## Source excerpt:
- - - -

Female professionals working in logistics often approach challenges proactively, spotting issues from afar and flagging them early so teams can adjust. It is that habit of staying one step ahead, communicating risks, adjusting plans and notifying partners that keeps projects moving when conditions change or challenges arise.
Schuster tied it back to communication: “If customers talk to us sooner, before a project is in jeopardy, we can bring in the right partners and solve it. But too often we’re looped in after the crisis has started.”
It’s not about saying women are inherently better planners. It’s about acknowledging that different perspectives, shaped by different lived experiences, lead to better problem-solving. In reshoring, where projects are long, messy and unpredictable, those diverse approaches can be the difference between blowing a budget and a successful, on-time and on-budget delivery.
Actionable takeaway: Reshoring requires resilience, foresight and adaptability. Companies can benefit if they bring in those diverse voices early and give logistics leaders the room to plan, anticipate and adapt.
Conclusion
Reshoring is not a talking point; rather, a logistics challenge to be strategized and planned for. It will not happen overnight, and it will not succeed without tackling documentation errors, educating suppliers, upgrading infrastructure and investing in labor.
But with managed expectations, planning and the right people at the table, it can be done.

- - - -

## Information supplied:
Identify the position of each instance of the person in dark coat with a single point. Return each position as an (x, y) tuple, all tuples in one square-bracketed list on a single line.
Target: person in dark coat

- - - -

## Directive:
In the reshoring excerpt, what four things does the conclusion say must be tackled for reshoring to succeed?

## Solution to the problem:
Documentation errors, educating suppliers, upgrading infrastructure and investing in labor.